• **Treść zadania a**: Znajdź w wierszach poniżej każdy wiersz zawierający słowo „bench” i przepisz go w całości, zwracając uwagę na wielkość liter.

• **Fragment tekstu**:

--*--

Patryk Makuch w rozmowie z „TVP Sport” zdradził, że w ostatnich miesiącach nie myślał o tym, czy zeszły sezon będzie jego ostatnim w Cracovii.
Latem 25-letni napastnik zamienił „Pasy” na Raków Częstochowa. Z „Medalikami” związał się czteroletnią umową, którą można przedłużyć o kolejny sezon.
Czy Makuch zastanawiał się nad tym, żeby w dopiero co zakończonym oknie transferowym znaleźć nowego pracodawcę?
– W ogóle o tym nie myślałem. Po poprzednim sezonie nie skupiałem się na tym, czy pojawią się oferty, czy odejdę z Cracovii. Raków wykazał się dużą inicjatywą, żeby mnie pozyskać – tłumaczy zawodnik.
Zespół Marka Papszuna wszedł w sezon, zdobywając 11 „oczek” w siedmiu kolejkach. Z czego wynika nieco słabsza dyspozycja częstochowian?
– Nasz zespół musi być skuteczny i zdobywać trzy punkty. Przede wszystkim musimy zacząć wygrywać, a od oceny stylu i analizy jest trener. Nie zagłębiam się w analizę całego zespołu, a bardziej skupiam się na sobie. Chcę jak najszybciej nauczyć się nowego systemu gry i jak najszybciej wkomponować się do drużyny – zwraca uwagę Patryk Makuch.

--*--

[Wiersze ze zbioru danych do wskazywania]
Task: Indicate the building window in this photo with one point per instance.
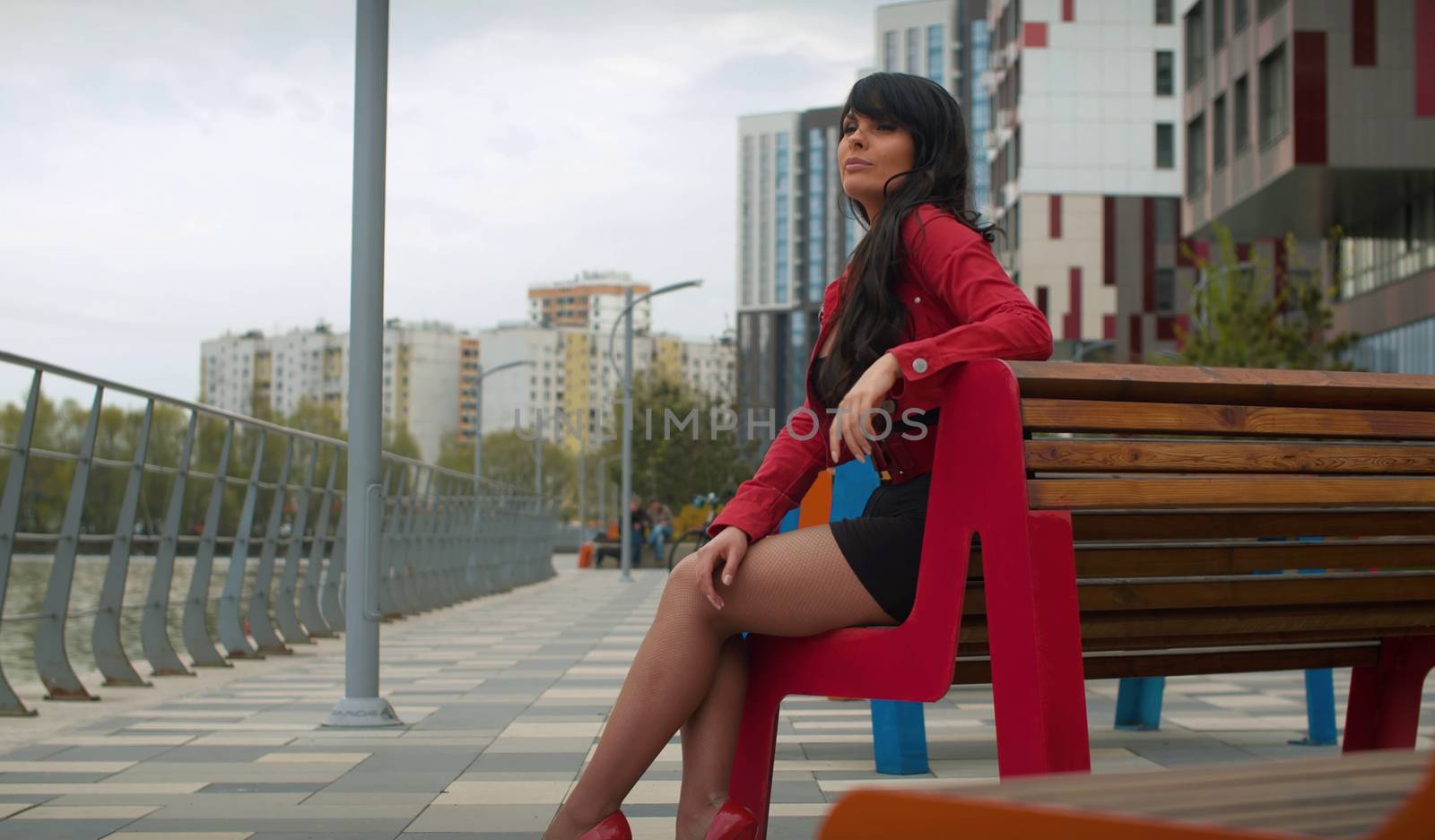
(1274, 95)
(1166, 145)
(1241, 115)
(1240, 14)
(1266, 7)
(1166, 72)
(1196, 155)
(1195, 46)
(817, 214)
(935, 50)
(1219, 136)
(779, 275)
(1166, 290)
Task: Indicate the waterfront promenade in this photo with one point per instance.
(502, 700)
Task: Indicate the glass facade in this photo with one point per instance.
(979, 115)
(796, 361)
(1405, 247)
(1410, 349)
(817, 214)
(936, 38)
(781, 258)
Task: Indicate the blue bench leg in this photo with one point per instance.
(899, 737)
(1138, 703)
(1320, 708)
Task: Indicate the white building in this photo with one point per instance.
(1085, 165)
(592, 299)
(425, 375)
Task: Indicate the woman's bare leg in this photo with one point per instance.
(793, 584)
(709, 740)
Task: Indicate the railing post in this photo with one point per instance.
(332, 603)
(260, 627)
(231, 631)
(109, 653)
(197, 639)
(9, 521)
(154, 634)
(50, 658)
(309, 596)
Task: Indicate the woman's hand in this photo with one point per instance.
(728, 548)
(851, 420)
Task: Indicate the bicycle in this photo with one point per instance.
(693, 540)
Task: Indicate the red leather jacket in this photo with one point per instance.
(961, 306)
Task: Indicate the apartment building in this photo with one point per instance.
(1302, 117)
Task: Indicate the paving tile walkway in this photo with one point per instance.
(502, 700)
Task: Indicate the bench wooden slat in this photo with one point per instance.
(1166, 559)
(1186, 456)
(1219, 490)
(1150, 525)
(1090, 416)
(1159, 383)
(1105, 665)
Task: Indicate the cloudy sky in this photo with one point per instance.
(170, 171)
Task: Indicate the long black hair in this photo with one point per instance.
(872, 317)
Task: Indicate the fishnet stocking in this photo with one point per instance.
(689, 674)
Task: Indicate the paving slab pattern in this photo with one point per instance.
(502, 701)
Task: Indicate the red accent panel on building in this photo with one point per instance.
(1033, 33)
(1309, 102)
(1148, 254)
(1071, 323)
(1424, 57)
(1109, 239)
(1362, 33)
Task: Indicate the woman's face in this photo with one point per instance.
(872, 152)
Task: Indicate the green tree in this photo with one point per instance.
(1239, 318)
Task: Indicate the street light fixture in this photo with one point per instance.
(626, 316)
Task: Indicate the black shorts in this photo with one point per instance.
(884, 543)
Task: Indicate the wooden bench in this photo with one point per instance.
(1121, 512)
(1379, 794)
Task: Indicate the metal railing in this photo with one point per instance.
(445, 538)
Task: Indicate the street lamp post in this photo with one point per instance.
(626, 316)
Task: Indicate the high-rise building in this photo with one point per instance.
(1302, 117)
(944, 40)
(794, 237)
(573, 380)
(425, 375)
(592, 299)
(1085, 167)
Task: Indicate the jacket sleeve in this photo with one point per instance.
(788, 469)
(995, 318)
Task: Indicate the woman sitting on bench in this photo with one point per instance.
(923, 291)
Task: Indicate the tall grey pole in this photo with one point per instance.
(628, 435)
(538, 454)
(362, 706)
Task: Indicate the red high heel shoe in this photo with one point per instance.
(614, 827)
(734, 822)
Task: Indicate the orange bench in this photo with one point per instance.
(1379, 794)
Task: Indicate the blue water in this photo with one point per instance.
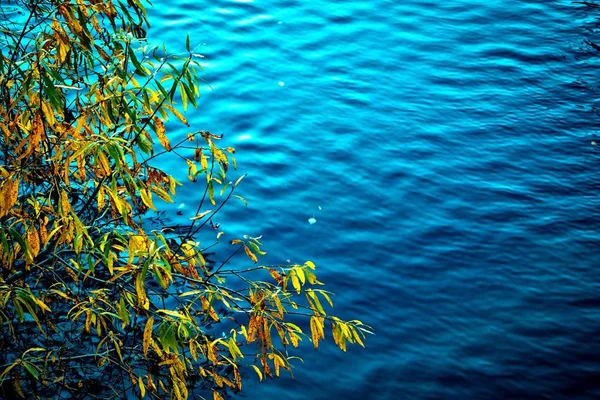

--*--

• **Treść zadania b**: Wypisz wszystkie wyrażenia ujęte w cudzysłów w powyższym tekście o Patryku Makuchu.

• **Wynik zadania a**:
Task: Indicate the blue bench leg in this photo with one point per instance.
Task: Indicate the bench wooden slat in this photo with one point per instance.
Task: Indicate the wooden bench in this photo with one point per instance.
Task: Indicate the woman sitting on bench in this photo with one point per instance.
Task: Indicate the orange bench in this photo with one point per instance.

• **Wynik zadania b**:
„TVP Sport”
„Pasy”
„Medalikami”
„oczek”